Task statement
Copy out each line of the data holding "bumper".
┄┄┄┄┄┄
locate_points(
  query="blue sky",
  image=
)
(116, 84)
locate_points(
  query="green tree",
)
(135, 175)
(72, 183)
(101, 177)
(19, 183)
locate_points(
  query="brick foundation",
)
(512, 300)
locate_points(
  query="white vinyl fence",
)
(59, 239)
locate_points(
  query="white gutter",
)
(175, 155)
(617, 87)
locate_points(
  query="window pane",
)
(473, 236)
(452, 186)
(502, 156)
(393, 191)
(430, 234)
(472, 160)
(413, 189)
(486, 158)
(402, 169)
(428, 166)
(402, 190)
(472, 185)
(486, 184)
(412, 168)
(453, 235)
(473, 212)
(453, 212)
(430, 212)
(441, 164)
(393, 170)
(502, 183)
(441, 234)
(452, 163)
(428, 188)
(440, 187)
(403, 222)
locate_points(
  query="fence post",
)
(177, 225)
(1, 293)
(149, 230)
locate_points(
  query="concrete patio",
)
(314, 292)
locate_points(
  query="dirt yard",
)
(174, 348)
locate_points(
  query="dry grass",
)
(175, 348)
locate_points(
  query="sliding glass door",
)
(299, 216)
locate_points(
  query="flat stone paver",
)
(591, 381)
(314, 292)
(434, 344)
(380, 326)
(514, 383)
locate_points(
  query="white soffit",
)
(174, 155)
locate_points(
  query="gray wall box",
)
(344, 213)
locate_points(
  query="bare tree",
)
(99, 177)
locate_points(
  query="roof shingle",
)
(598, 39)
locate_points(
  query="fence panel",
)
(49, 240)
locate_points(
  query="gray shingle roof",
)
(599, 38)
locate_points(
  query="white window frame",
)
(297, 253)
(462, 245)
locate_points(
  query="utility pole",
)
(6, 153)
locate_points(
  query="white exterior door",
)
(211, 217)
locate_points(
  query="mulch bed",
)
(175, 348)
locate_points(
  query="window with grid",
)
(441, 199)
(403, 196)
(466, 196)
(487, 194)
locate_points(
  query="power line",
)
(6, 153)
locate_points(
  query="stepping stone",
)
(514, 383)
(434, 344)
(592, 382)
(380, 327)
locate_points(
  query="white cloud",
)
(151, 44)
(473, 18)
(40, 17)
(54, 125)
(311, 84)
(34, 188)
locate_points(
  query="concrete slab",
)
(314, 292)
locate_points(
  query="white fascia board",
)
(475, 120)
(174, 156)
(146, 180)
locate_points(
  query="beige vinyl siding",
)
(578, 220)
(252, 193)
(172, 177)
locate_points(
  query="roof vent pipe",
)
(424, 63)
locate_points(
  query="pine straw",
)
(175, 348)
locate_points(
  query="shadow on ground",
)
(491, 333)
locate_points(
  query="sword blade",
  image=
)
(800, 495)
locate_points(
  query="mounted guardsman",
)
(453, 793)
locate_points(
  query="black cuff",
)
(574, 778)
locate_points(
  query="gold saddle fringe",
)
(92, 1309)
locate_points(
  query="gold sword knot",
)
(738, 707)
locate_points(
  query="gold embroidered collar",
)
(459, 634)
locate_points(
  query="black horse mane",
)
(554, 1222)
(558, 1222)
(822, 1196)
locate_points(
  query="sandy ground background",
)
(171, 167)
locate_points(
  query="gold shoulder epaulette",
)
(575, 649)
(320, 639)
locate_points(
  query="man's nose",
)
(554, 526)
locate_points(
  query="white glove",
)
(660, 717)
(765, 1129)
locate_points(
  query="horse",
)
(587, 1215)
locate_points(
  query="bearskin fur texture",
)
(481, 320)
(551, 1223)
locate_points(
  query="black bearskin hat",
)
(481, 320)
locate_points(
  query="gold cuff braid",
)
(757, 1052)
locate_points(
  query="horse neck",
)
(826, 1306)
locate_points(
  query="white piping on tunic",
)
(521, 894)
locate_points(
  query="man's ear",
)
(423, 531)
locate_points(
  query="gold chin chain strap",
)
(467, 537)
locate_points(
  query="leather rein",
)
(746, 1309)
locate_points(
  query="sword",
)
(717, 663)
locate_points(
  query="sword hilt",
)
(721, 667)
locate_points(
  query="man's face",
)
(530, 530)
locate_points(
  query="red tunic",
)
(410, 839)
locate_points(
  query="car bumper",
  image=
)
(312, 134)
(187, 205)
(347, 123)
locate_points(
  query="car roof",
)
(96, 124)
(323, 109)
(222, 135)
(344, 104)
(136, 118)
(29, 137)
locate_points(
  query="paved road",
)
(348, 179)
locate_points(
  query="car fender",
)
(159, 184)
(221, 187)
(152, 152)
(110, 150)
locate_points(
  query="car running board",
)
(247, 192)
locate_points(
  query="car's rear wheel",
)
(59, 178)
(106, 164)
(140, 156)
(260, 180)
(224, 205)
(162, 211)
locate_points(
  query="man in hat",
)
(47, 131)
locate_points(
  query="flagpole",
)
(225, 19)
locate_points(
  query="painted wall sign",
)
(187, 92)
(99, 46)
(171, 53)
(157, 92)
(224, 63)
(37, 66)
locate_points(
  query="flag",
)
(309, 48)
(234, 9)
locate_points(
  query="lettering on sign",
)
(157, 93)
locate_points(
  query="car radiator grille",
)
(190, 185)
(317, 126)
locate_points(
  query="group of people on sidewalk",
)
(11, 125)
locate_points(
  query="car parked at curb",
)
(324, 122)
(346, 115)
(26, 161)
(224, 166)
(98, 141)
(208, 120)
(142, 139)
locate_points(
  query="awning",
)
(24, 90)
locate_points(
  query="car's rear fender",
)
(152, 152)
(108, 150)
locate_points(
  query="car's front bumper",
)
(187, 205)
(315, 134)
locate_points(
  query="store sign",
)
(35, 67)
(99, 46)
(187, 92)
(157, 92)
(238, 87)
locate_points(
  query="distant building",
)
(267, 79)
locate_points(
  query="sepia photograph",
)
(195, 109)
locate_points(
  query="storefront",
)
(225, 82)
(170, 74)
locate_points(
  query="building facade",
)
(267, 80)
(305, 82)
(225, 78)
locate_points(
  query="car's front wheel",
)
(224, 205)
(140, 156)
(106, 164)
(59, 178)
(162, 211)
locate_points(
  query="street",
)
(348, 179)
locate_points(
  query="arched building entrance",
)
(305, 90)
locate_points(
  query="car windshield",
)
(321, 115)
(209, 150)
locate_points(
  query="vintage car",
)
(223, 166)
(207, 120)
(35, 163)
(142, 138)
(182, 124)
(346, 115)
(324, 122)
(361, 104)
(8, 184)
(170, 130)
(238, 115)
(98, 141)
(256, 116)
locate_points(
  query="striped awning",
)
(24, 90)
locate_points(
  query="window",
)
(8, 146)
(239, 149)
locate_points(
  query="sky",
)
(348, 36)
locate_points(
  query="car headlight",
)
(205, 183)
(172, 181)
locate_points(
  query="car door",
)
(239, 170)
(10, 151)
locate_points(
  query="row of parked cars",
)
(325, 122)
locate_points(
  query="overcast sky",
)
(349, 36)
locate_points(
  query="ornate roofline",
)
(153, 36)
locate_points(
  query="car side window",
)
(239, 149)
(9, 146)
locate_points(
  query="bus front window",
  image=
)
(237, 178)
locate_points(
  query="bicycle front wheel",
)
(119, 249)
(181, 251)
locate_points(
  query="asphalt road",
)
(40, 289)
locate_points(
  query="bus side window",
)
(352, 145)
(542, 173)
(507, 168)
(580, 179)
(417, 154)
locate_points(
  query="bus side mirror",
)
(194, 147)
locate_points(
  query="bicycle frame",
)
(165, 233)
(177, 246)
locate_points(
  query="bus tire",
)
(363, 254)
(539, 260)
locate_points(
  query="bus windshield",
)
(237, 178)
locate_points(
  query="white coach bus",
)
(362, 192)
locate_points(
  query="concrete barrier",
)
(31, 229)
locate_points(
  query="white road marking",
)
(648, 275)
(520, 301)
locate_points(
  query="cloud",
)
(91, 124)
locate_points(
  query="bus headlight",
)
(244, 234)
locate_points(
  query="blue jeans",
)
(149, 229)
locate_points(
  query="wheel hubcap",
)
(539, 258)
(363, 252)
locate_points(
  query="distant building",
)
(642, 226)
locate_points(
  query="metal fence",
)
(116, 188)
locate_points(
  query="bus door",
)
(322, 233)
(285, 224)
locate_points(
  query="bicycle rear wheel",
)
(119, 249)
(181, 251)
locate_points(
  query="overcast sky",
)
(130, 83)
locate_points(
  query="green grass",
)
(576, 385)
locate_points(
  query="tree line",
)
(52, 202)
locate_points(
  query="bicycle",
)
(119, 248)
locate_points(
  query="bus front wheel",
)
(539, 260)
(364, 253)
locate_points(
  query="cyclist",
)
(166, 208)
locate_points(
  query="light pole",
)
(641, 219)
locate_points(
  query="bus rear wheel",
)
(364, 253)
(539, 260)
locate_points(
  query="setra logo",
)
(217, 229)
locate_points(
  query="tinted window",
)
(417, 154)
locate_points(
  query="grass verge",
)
┄┄┄┄┄┄
Result of this task
  query="car bumper",
  query="car's front bumper",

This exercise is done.